— START OF Available data —
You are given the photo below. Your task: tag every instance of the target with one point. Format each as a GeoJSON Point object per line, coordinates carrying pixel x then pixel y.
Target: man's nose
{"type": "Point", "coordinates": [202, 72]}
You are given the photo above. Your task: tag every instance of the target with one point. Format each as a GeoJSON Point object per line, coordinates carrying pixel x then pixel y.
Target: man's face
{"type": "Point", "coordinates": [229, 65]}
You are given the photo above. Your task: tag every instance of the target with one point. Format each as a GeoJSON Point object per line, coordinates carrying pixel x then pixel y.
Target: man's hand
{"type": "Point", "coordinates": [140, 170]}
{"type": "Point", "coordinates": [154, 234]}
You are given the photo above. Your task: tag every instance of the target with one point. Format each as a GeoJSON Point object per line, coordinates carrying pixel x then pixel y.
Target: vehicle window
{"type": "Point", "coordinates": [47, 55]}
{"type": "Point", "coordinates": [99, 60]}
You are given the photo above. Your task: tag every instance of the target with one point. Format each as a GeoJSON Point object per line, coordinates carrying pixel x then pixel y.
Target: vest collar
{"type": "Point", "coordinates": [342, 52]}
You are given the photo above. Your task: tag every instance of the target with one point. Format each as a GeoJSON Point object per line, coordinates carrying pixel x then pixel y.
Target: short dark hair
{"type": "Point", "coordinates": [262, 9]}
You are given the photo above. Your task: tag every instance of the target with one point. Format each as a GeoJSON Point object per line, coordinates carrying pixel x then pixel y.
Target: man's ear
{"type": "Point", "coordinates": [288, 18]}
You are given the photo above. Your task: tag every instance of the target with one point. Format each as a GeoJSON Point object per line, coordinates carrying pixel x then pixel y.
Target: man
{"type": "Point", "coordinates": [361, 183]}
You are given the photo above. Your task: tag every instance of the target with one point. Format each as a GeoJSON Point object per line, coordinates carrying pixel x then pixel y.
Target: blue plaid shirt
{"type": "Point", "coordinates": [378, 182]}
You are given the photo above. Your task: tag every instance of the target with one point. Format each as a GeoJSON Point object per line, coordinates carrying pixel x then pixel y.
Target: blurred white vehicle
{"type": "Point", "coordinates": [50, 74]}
— END OF Available data —
Restate every line of the data word for word.

You are given the photo below. Your task: tag every instance of the target with one point. Format each as a GeoJSON Point object per line, coordinates carrying pixel x then pixel y.
Target: man's nose
{"type": "Point", "coordinates": [202, 72]}
You are given the photo above. Your task: tag every instance of the target with one point. Format each as a GeoJSON Point object per line, coordinates carrying pixel x then pixel y.
Target: man's face
{"type": "Point", "coordinates": [229, 65]}
You are given the photo above. Your task: tag every instance of the target with one point. Format each as a GeoJSON Point object per line, coordinates carrying pixel x then pixel y.
Target: man's hand
{"type": "Point", "coordinates": [140, 170]}
{"type": "Point", "coordinates": [154, 234]}
You are given the photo above. Your task: tag every instance of the target with one point. Format each as a GeoJSON Point object per line, coordinates carrying pixel x then pixel y.
Target: vehicle window
{"type": "Point", "coordinates": [47, 55]}
{"type": "Point", "coordinates": [99, 60]}
You are given the photo above. Your task: tag every instance of the target with one point. Format each as a GeoJSON Point object per line, coordinates carrying pixel x then pixel y.
Target: vest collar
{"type": "Point", "coordinates": [342, 52]}
You are given the photo above. Your task: tag every instance of the target with one point. Format each as a GeoJSON Point object per line, coordinates carrying pixel x then pixel y.
Target: short dark hair
{"type": "Point", "coordinates": [262, 9]}
You are given the photo above. Your task: tag every instance of the target with one point. Format each as a GeoJSON Point object per line, coordinates carrying pixel x then pixel y.
Target: man's ear
{"type": "Point", "coordinates": [288, 18]}
You are given the photo above. Your task: tag every instance of the target with one point. Format each as a GeoJSON Point object per line, coordinates carrying pixel x then pixel y.
Target: man
{"type": "Point", "coordinates": [361, 183]}
You are given the photo above. Your task: tag every instance of the target with one point. Format each as a GeoJSON Point object per line, coordinates carrying pixel x then pixel y.
Target: blue plaid shirt
{"type": "Point", "coordinates": [378, 182]}
You are given the photo above. Your task: tag every instance of the target with one point. Format each as a GeoJSON Point object per line, coordinates carrying pixel x then pixel y.
Target: blurred white vehicle
{"type": "Point", "coordinates": [50, 74]}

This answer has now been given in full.